— begin Records to use —
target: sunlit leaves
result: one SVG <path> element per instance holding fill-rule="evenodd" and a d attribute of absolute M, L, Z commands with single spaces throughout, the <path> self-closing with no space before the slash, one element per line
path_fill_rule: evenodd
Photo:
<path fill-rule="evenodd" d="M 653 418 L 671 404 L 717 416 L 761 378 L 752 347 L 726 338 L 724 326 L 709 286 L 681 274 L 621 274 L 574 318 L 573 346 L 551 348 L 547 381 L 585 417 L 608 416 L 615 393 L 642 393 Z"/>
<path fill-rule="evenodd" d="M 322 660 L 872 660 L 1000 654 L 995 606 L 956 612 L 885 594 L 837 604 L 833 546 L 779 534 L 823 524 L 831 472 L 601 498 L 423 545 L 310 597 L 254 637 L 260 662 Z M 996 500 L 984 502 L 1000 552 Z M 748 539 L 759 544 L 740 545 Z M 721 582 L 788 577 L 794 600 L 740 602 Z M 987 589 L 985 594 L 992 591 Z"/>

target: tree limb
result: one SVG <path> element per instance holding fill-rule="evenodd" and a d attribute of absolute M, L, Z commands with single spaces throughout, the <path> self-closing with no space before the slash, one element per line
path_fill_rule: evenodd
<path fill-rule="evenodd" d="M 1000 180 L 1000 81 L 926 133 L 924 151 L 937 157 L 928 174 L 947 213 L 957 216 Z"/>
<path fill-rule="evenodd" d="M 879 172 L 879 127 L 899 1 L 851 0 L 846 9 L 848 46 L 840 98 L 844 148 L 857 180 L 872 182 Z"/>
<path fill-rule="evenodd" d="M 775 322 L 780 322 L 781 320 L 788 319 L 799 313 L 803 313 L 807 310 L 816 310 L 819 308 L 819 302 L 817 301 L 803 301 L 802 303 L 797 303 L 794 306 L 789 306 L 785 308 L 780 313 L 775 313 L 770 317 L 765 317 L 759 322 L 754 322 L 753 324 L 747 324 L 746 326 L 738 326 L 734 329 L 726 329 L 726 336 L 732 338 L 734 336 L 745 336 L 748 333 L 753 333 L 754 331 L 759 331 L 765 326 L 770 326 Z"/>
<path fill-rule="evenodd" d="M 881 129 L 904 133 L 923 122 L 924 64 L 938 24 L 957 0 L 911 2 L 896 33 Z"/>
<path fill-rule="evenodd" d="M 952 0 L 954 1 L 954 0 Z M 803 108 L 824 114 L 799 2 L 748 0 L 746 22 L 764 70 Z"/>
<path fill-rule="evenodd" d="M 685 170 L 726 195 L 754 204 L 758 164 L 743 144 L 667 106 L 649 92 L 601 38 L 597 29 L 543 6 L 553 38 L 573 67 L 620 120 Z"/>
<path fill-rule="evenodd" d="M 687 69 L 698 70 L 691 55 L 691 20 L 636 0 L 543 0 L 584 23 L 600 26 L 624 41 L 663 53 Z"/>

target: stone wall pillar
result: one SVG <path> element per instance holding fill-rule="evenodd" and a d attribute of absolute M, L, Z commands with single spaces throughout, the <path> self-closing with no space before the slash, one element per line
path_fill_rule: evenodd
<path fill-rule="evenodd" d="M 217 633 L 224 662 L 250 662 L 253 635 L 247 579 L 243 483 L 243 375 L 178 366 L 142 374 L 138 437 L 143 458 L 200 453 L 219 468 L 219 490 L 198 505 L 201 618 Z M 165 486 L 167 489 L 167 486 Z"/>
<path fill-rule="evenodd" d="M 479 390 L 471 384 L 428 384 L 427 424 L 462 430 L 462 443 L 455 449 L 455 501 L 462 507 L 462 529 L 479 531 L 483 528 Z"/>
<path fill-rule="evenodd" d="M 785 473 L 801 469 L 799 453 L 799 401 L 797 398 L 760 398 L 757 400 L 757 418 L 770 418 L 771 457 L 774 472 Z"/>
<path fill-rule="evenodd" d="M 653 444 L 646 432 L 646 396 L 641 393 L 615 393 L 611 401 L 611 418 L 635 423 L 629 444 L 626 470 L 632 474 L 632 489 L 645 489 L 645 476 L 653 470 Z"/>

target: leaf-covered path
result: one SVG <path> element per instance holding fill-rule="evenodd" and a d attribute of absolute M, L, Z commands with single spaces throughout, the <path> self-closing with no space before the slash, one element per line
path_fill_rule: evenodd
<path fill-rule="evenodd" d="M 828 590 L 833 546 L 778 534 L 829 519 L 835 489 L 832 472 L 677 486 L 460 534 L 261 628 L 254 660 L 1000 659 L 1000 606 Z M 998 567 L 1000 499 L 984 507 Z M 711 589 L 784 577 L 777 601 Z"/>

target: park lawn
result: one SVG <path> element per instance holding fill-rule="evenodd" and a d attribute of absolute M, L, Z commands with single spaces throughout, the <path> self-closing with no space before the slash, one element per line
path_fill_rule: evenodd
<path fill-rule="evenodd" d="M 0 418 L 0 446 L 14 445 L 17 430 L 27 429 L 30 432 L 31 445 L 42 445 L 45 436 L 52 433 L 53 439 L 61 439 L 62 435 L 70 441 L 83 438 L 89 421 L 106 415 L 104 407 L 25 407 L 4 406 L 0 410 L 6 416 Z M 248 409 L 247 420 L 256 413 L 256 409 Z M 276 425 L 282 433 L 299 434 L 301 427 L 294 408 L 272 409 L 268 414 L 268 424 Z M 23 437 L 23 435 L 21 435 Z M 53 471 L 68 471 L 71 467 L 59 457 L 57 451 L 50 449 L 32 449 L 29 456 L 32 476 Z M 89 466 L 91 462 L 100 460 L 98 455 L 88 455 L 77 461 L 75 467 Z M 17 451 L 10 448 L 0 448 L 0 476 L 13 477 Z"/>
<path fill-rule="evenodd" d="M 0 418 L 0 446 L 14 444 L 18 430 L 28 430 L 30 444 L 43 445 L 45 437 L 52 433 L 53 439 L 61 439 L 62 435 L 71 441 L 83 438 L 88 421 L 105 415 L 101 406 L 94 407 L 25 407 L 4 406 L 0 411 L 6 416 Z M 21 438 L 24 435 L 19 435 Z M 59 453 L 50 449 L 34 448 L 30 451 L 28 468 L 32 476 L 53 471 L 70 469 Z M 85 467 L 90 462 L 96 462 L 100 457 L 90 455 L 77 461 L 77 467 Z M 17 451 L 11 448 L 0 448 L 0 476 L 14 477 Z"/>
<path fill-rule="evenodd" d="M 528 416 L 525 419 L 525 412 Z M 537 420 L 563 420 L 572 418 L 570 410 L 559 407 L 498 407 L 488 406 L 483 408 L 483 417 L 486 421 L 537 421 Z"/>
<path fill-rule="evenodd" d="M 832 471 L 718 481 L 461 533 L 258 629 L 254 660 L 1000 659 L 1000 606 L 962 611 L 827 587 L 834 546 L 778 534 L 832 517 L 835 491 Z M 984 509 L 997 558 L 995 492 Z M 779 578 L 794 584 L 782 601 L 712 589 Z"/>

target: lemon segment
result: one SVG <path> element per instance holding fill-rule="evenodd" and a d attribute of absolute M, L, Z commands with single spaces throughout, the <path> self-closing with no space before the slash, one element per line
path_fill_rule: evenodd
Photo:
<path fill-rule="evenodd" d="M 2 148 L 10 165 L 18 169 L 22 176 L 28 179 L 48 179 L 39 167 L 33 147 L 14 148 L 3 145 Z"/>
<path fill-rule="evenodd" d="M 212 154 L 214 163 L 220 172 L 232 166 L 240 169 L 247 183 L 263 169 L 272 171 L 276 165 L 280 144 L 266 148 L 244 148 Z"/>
— end Records to use —
## Task to carry out:
Format the stretch of the records from the very beginning through the line containing "687 69 L 698" as a JSON list of strings, with one string per line and blank lines left out.

## Right answer:
[
  "target: sunlit leaves",
  "result: one SVG <path> element per instance holding fill-rule=\"evenodd\" and a d attribute of absolute M, L, Z commands with single spaces throughout, the <path> self-closing with no space before the slash, one element per line",
  "path_fill_rule: evenodd",
  "Photo:",
  "<path fill-rule=\"evenodd\" d=\"M 653 418 L 671 404 L 717 416 L 761 378 L 752 347 L 726 338 L 724 326 L 709 286 L 681 274 L 621 274 L 574 318 L 573 346 L 551 348 L 547 381 L 585 417 L 608 416 L 615 393 L 642 393 Z\"/>",
  "<path fill-rule=\"evenodd\" d=\"M 322 660 L 872 660 L 1000 654 L 995 606 L 956 612 L 885 594 L 837 604 L 833 546 L 779 534 L 823 524 L 831 472 L 601 498 L 423 545 L 310 597 L 254 637 L 260 662 Z M 996 500 L 984 502 L 1000 552 Z M 748 539 L 759 544 L 740 545 Z M 721 582 L 788 577 L 794 600 L 740 602 Z M 987 589 L 985 594 L 992 591 Z\"/>",
  "target: tree limb",
  "result: one SVG <path> element per instance holding fill-rule=\"evenodd\" and a d attribute of absolute M, L, Z commands with single spaces throughout, the <path> self-closing with no space before the slash, one element per line",
  "path_fill_rule: evenodd",
  "<path fill-rule=\"evenodd\" d=\"M 1000 180 L 1000 81 L 926 133 L 924 151 L 937 157 L 928 174 L 947 213 L 957 216 Z\"/>",
  "<path fill-rule=\"evenodd\" d=\"M 879 172 L 879 127 L 899 1 L 851 0 L 846 9 L 848 46 L 840 98 L 844 148 L 857 180 L 872 182 Z\"/>",
  "<path fill-rule=\"evenodd\" d=\"M 775 322 L 780 322 L 781 320 L 788 319 L 799 313 L 803 313 L 807 310 L 816 310 L 819 308 L 819 302 L 817 301 L 803 301 L 802 303 L 797 303 L 794 306 L 789 306 L 785 308 L 780 313 L 775 313 L 770 317 L 765 317 L 759 322 L 754 322 L 753 324 L 747 324 L 746 326 L 738 326 L 734 329 L 726 329 L 726 336 L 732 338 L 734 336 L 745 336 L 748 333 L 753 333 L 754 331 L 759 331 L 765 326 L 770 326 Z\"/>",
  "<path fill-rule=\"evenodd\" d=\"M 881 129 L 904 133 L 923 122 L 924 64 L 938 24 L 957 0 L 911 2 L 896 33 Z\"/>",
  "<path fill-rule=\"evenodd\" d=\"M 952 0 L 954 1 L 954 0 Z M 803 108 L 824 114 L 799 2 L 748 0 L 746 22 L 764 70 Z\"/>",
  "<path fill-rule=\"evenodd\" d=\"M 685 170 L 726 195 L 754 204 L 758 164 L 743 144 L 667 106 L 649 92 L 601 38 L 597 29 L 543 6 L 553 38 L 573 67 L 620 120 Z\"/>",
  "<path fill-rule=\"evenodd\" d=\"M 687 69 L 698 70 L 691 55 L 691 20 L 636 0 L 543 0 L 584 23 L 600 26 L 624 41 L 663 53 Z\"/>"
]